(Region annotation items)
--

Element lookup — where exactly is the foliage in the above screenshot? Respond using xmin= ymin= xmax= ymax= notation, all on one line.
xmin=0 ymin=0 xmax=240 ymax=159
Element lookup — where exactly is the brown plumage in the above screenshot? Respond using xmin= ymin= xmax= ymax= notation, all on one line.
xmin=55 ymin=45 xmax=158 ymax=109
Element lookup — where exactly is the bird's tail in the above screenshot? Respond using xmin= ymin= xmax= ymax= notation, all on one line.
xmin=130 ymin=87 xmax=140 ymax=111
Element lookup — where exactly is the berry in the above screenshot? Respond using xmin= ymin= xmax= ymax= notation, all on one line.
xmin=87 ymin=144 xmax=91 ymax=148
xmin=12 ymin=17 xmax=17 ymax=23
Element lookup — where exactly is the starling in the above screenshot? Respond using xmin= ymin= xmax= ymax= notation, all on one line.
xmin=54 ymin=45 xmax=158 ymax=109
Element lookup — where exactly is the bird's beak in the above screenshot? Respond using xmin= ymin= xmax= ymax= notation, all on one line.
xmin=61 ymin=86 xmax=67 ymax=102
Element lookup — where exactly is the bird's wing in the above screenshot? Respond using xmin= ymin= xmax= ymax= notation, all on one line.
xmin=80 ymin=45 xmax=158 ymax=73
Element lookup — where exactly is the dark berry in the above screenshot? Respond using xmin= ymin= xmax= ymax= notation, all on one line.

--

_Request:_ Can you reproduce the lines from the one holding "Element lookup — where exactly is the bird's beak" through the end of the items, inclusive, keeping the lines that ask for locations and offsetting every bounding box coordinate in the answers by 48?

_Expected answer:_
Element lookup — where exactly is the bird's beak in the above screenshot? Respond using xmin= ymin= xmax= ymax= notation, all on one line.
xmin=109 ymin=134 xmax=115 ymax=150
Element lookup — where exactly is the bird's wing in the above screenshot? Respond using xmin= ymin= xmax= ymax= notation, all on one line.
xmin=128 ymin=93 xmax=206 ymax=121
Element lookup — where exactly is the dark berry in the above screenshot? Respond using xmin= ymin= xmax= ymax= notation, all on one line.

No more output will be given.